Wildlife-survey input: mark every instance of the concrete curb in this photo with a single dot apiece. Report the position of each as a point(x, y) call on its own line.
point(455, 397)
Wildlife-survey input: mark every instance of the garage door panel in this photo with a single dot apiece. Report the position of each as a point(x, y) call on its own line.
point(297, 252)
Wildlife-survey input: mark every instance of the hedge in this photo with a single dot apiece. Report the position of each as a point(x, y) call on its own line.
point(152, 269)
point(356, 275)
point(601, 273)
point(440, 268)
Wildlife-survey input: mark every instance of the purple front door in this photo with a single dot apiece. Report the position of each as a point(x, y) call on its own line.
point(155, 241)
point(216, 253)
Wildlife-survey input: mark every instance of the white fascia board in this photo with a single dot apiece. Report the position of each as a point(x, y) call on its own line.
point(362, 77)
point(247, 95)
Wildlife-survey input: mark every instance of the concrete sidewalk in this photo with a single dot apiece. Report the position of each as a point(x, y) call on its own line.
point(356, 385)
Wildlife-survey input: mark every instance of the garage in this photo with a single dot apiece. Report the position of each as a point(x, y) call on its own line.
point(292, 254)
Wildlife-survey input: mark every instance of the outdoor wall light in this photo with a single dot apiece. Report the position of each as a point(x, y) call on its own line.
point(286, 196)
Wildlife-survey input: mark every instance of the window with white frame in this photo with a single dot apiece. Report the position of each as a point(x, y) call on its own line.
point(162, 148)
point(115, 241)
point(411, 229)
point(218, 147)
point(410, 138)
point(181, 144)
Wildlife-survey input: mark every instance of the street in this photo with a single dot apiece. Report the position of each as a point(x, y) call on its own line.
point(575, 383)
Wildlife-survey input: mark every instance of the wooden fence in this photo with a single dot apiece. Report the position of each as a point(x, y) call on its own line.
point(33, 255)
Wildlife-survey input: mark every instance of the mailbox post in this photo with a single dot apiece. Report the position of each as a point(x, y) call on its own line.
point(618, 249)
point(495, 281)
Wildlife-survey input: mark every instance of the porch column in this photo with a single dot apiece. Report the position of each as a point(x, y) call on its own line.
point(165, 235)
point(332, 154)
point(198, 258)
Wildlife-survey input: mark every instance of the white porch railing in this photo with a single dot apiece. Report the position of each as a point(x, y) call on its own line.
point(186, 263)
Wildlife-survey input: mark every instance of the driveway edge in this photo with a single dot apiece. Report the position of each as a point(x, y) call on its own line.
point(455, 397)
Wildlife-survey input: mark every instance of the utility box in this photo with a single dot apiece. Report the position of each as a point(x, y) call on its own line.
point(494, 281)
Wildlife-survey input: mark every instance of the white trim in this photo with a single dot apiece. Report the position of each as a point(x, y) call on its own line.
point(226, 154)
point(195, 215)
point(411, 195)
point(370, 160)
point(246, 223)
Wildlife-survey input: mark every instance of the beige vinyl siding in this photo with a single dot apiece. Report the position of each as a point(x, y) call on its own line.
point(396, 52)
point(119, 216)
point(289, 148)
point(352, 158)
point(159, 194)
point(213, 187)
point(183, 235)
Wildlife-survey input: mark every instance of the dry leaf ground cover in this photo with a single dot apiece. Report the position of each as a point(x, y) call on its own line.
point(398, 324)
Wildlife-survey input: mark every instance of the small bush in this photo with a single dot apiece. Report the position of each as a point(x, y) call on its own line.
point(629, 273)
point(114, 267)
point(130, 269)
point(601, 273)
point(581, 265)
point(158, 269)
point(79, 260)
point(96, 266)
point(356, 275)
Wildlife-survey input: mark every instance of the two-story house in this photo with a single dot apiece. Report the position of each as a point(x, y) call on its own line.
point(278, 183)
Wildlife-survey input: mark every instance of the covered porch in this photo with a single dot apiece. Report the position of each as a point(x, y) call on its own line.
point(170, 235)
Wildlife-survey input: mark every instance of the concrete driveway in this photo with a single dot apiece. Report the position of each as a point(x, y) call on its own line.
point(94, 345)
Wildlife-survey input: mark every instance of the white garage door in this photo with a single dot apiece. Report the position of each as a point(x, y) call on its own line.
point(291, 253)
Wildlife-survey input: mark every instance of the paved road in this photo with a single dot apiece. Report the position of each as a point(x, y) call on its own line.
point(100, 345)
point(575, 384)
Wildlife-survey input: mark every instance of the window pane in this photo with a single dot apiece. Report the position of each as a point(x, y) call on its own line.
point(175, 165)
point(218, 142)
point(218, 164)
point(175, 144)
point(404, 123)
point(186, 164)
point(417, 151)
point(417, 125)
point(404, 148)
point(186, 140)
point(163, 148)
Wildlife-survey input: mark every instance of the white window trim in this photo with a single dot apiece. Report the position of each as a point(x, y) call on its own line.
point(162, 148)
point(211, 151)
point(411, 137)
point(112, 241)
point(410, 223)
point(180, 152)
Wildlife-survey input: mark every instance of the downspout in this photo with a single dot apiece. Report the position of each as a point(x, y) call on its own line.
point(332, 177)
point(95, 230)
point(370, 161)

+===+

Return every entry verbatim.

Wildlife-survey input: mark every instance of the concrete curb in this photo with a single dot apiece. Report the position of each as a point(x, y) call on its own line.
point(455, 397)
Wildlife-survey input: mark every instance of the garage door panel in this photo with a single dot apiece. Report the position of each as a point(x, y) call on its own line.
point(297, 252)
Wildlife-survey input: mark every instance of the hedge in this photo with a single dot apiece. Report the position of each as a point(x, y) call on its own line.
point(152, 269)
point(356, 275)
point(601, 273)
point(440, 268)
Wildlife-survey input: mark every instance of the purple front door in this photo with a single dot apiece. Report the position of each as a point(x, y) call on its own line.
point(155, 241)
point(216, 253)
Wildlife-survey input: mark every instance of the white fascia board in this photo with a single dot apiece. Report the position of each as a point(x, y) call on its own line.
point(362, 77)
point(247, 95)
Wildlife-survey input: mark every instance of the concrete sidewalk in this photo with a single dot apiece. Report the position of each as a point(x, y) call on its own line.
point(356, 385)
Wildlife-survey input: mark every instance of the garage in this photo with a single dot apiece. Report the position of each as a point(x, y) call on its own line.
point(292, 254)
Wildlife-survey input: mark every instance of the outdoor wall light in this photo with a single dot apiece. Report the position of each as a point(x, y) call on its own line.
point(286, 196)
Wildlife-survey input: mark every instance of the window with white frame in this photo with a single dot apiece. Report the position of each as a point(x, y) call on its own line.
point(162, 148)
point(115, 241)
point(411, 229)
point(218, 147)
point(410, 138)
point(181, 144)
Wildlife-survey input: mark every instance of the street in this photo with a single dot apiece. Report the position of each as a point(x, y) call on its own line.
point(575, 383)
Wildlife-survey input: mark every instance of the wooden fence in this photo with a single dot apiece. Report the position of each as a point(x, y) call on its own line.
point(33, 255)
Wildlife-survey input: mark every instance of the mailbox post in this photo with a single dot apiece. Report the position of each as a point(x, y) call on its own line.
point(618, 249)
point(495, 281)
Wildlife-survey input: mark every instance of the porch column in this photo with a single dot apiece. Report the position of each as a point(x, y) call on its own line.
point(165, 235)
point(332, 154)
point(198, 258)
Wildlife-survey input: mark every instance of the white porch railing in this photo with a single dot apiece. Report the position of each as a point(x, y) call on its own line.
point(186, 263)
Wildlife-survey input: mark every instance of the driveway edge in this photo with a single dot apiece. Report the position of each as a point(x, y) call on its own line.
point(455, 397)
Wildlife-survey input: mark every instance of the utility box in this photo with a single dot apiece. Report the position of each as a point(x, y) call on its own line.
point(494, 281)
Wildlife-survey input: mark every instance of the white trim in this photo with a single dot apiece. Report the position of each as a point(x, y) call on its own line.
point(226, 154)
point(195, 215)
point(411, 195)
point(370, 160)
point(246, 223)
Wildlife-survey input: mark every instance of the beige vinyl siding in this photo with a single dot apiece. Report the position of each as a point(x, y) call on its own line.
point(396, 52)
point(119, 216)
point(289, 148)
point(352, 158)
point(159, 194)
point(213, 187)
point(183, 235)
Wildlife-survey input: mark every instance of the dry leaf ground cover in this photo with a single dot apiece. Report the position of each as a point(x, y) call on its own line.
point(398, 324)
Wildlife-survey input: mark every instance of the small bush in this photo with a single dot apiece. Report the position of each as a point(x, y) call on its own line.
point(629, 273)
point(114, 267)
point(130, 269)
point(601, 273)
point(581, 265)
point(158, 269)
point(79, 260)
point(96, 266)
point(356, 275)
Wildlife-survey input: mark every instance of the two-story house in this photo with a single dot apiece. Report the position of each as a point(x, y) call on its own line.
point(278, 183)
Wildlife-survey input: mark every instance of the covered porch in this photo with a single dot apiece. Report the position of each as a point(x, y) call on its own line.
point(170, 235)
Wildlife-survey input: mark every instance of the concrete driveway in this photo with a single dot apiece. Report the position of each as a point(x, y) call on its own line.
point(94, 345)
Wildlife-survey input: mark every instance of the white garage door in this photo with a single dot apiece. Report the position of each as a point(x, y) call on its own line.
point(291, 253)
Wildlife-survey input: mark every instance of the paved road in this photo with a single dot apiece. Report the position of each as a point(x, y) call on its own line.
point(100, 345)
point(575, 384)
Wildlife-survey input: mark every instance of the window pane in this photo with a single dot apiece. Report the position of each as a point(x, y) call on its own line.
point(175, 165)
point(218, 142)
point(218, 164)
point(175, 144)
point(404, 123)
point(186, 164)
point(417, 151)
point(417, 125)
point(404, 148)
point(186, 140)
point(163, 148)
Wildlife-survey input: mark every instance of the white window trim in this photo with a single dot apiece. Report the position of each as a point(x, y) call on its own line.
point(162, 148)
point(211, 151)
point(411, 137)
point(112, 241)
point(410, 223)
point(180, 152)
Wildlife-survey input: mark every instance of the downspout in this photo with a single dot apiece. Report the position of each as a point(x, y) call on its own line.
point(332, 177)
point(95, 230)
point(370, 161)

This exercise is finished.